<<<<

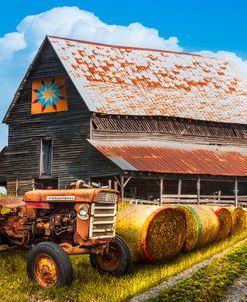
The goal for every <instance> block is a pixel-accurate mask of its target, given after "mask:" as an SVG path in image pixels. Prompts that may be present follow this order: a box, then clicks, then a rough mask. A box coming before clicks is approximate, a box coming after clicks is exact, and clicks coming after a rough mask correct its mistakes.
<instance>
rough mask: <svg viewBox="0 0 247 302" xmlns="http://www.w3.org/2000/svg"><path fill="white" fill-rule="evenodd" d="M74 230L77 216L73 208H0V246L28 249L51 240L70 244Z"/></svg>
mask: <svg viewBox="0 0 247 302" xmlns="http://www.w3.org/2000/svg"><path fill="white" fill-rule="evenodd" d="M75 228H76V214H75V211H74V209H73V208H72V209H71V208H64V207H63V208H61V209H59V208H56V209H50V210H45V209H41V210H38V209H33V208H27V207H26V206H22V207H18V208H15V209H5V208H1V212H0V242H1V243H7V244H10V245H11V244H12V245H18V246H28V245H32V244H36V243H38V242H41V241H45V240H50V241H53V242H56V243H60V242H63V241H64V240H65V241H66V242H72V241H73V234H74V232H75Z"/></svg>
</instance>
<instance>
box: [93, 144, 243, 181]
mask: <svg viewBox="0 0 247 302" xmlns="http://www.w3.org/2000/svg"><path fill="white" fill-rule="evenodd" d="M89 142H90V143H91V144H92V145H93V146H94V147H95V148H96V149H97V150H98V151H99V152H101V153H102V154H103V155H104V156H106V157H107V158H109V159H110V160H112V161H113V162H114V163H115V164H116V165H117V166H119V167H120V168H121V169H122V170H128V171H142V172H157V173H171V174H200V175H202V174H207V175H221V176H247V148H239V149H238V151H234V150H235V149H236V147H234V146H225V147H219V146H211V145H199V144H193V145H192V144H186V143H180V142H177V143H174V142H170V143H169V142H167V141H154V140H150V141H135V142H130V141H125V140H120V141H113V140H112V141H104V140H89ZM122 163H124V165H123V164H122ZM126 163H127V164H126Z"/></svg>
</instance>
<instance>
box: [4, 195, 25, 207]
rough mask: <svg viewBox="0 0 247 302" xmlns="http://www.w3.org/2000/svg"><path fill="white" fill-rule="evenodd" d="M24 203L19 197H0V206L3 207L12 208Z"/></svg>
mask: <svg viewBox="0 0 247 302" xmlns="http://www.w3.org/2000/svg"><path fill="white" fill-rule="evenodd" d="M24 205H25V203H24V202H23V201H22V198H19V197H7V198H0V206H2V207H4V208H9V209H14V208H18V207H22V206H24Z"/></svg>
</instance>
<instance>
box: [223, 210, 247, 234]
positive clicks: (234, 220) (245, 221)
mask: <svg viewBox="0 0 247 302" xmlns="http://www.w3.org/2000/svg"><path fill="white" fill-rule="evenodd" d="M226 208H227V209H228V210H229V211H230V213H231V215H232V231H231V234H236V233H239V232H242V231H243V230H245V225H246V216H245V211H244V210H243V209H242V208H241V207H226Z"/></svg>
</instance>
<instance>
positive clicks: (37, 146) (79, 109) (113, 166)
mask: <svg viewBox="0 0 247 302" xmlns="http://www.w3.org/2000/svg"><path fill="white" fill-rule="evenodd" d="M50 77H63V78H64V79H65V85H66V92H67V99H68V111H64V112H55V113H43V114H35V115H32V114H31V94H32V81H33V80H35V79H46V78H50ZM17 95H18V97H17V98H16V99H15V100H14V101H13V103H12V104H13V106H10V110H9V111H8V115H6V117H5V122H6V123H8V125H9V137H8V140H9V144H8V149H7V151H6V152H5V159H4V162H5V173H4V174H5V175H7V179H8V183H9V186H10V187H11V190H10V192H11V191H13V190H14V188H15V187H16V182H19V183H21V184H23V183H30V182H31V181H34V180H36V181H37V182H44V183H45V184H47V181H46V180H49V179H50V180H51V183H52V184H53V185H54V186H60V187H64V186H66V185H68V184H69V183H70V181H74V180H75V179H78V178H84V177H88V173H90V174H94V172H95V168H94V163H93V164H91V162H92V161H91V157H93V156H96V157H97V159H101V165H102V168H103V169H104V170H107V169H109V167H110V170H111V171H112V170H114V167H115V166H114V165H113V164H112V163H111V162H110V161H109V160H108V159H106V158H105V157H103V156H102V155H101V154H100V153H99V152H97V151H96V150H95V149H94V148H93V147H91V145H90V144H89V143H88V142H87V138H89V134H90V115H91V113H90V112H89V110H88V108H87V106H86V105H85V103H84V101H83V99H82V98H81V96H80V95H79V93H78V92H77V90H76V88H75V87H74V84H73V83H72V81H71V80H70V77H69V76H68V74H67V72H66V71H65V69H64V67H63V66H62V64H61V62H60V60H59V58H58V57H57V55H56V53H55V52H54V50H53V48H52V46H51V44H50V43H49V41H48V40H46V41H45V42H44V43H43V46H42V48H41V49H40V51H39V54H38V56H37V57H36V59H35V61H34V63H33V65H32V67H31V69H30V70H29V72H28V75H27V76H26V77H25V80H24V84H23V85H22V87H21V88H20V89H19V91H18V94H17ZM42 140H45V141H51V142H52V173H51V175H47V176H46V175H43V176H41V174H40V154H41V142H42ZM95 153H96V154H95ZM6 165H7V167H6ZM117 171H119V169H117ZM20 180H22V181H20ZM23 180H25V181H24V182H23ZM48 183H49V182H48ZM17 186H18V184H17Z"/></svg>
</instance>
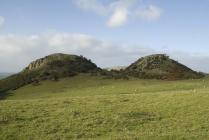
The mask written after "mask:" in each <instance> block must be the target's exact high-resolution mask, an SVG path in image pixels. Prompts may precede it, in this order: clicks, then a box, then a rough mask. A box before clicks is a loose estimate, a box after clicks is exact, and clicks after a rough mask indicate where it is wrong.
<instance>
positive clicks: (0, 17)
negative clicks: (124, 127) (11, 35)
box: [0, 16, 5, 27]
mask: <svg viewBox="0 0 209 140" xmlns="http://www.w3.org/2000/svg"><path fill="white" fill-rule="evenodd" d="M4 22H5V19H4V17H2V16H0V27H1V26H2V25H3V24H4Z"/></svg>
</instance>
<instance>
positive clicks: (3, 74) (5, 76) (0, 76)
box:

>>>>

» Work required
Based on the entries above, please count how many lines contain the string "block", and reply with the figure only.

» Answer section
2